Les nouveaux barèmes de la CST prévus par la réforme fiscale.

Particuliers : la main à la poche

La hausse la plus symbolique de cette réforme fiscale est certainement celle de la CST. L’augmentation de la CST sur toutes les tranches salariales au-delà de 150 000 Fcfp vient réparer une inéquité flagrante de cette Contribution sociale territoriale à laquelle échappaient jusque-là les plus hauts salaires, au-dessus de 2 millions de Fcfp par le biais du plafonnement. Cet avantage serait désormais caduc puisque la CST pourrait être assujettie selon la réforme envisagée par le gouvernement à un taux différentiel pour 11 tranches de salaires différentes (au lieu de 6) et pèserait jusqu’à 25% pour la tranche de salaire au-delà de 2,5 millions de Fcfp. Ce seul rééquilibrage de la CST pourrait rapporter plus de 2 milliards de Fcfp de recettes fiscales en plus pour le Pays. Selon des exemples cités par le vice-président Nuihau Laurey, le nouveau calcul de la CST pèsera de 500 Fcfp supplémentaires par mois un salarié avec 250 000 Fcfp de salaire et 3750 Fcfp par mois en plus un salarié disposant d’un revenu mensuel de 450 000 Fcfp.
En ce qui concerne la consommation des ménages, si les taux de la TVA ne bougent pas -de 5 à 16% selon les produits-, en revanche la TVA sur les prestations de service non exonérées passe de 10 à 14%. Mais c’est surtout l’augmentation de 10% de la taxe sur les alcools et le tabac (mais sur les parfums) qui va peser sur les ménages. Il s’agit là très précisément de financer la protection sociale généralisée. Le taux de la taxe de solidarité pour les personnes âgées et handicapées (Tisol) est également doublé de 2 à 4 Fcfp par litre de produit pétrolier «afin de soutenir l’effort contributif de tous au rétablissement du RSPF». La même taxe Tisol va toucher le gaz butane et le gaz propane à raison de 10 Fcfp par kilo de gaz.
Si les hausses de toutes ces taxes sont votées, elles devraient s’appliquer à partir du mois d’octobre prochain pour ce qui est de la CST et de la TVA annonçait le vice-président.

Entreprises : des hausses et des baisses ciblées

Pour les entreprises la réforme fiscale choisie par le gouvernement Flosse tente de ménager la chèvre et le chou. La remise en œuvre de la taxe sur les grandes surfaces commerciales (au-delà de 800m2 de vente) va peser sur un secteur où la concurrence n’a pas eu que des effets positifs. Cette taxe créée en 2005 mais abandonnée en 2006 est reprise quasiment telle qu’elle existait, pesant à la fois sur la surface de vente mais aussi en fonction du chiffre d’affaires de la grande surface. Cette taxe pourrait rapporter 1 milliard de Fcfp de recettes au Pays.
La taxe sur le produit net bancaire et celle sur les activités d’assurance passe de 3 à 4%. La taxe vers les entreprises qui augmente le plus est celle sur la publicité : au lieu d’un taux unique de 5%, une taxe progressive dont le taux évolue en fonction du chiffre d’affaires.

### DONNÉES FOURNIES:

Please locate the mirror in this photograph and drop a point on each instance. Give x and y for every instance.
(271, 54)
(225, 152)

### EXERCICES:
• A. Répondez brièvement aux questions ci-dessous sur le texte consacré à la réforme fiscale, en reprenant la même numérotation.
(i) Combien de tranches de salaires la CST compterait-elle selon la réforme envisagée ?
(ii) Comment évolue le taux de la TVA sur les prestations de service non exonérées ?
(iii) À partir de quelle surface de vente la taxe sur les grandes surfaces commerciales s'applique-t-elle ?
• B. Prolongez le texte sur la réforme fiscale à partir de sa dernière phrase.

### CORRIGÉ DES EXERCICES:
• A.
(i) 11 tranches, au lieu de 6.
(ii) Il passe de 10 à 14 %.
(iii) Au-delà de 800 m2 de vente.

• B.
Les entreprises qui ont réussi, en dépit de la crise économique, à dégager des bénéfices supérieurs à 50 millions de Fcfp seront soumises à la Contribution supplémentaire sur les bénéfices des sociétés (CSIS). Elle se limitera aux trois prochains exercices (2013, 2014 et 2015) et se calculera par application d’un taux de 7% aux bénéfices taxables.

Les dispositifs de défiscalisation locale seront largement revus à la baisse. Sur 28 secteurs d’activités qui pouvaient prétendre à cette incitation fiscale, la moitié sort du champ d’application (dont le logement pour les étudiants, les résidences pour personnes âgées, le transport terrestre commun, les établissements privés de santé…). Des secteurs qui selon le vice-président «n’ont pas présenté de dossier au cours des cinq dernières années». Le taux de crédit d’impôt pour cette défiscalisation locale est désormais limité à 40% pour tous les secteurs.

En revanche le gouvernement Flosse veut montrer qu’il soutient l’initiative économique privée «la seule pourvoyeuse d’emplois alors que la fonction publique est à la baisse». Aussi, une diminution de 5 points du barème de l’impôt sur les bénéfices des sociétés est prévue, la fourchette serait désormais modulée de 25 à 35%. Cette réduction concernerait 2300 sociétés. Le seuil des très petites entreprises pour bénéficier d’un régime fiscal simplifié et privilégié passe de 2 millions à 5 millions de Fcfp de chiffre d’affaires et la création d’entreprise nouvelle exonérée jusqu’ici de l’impôt sur les bénéfices durant la seule première année bénéficiera d’une année d’exonération supplémentaire.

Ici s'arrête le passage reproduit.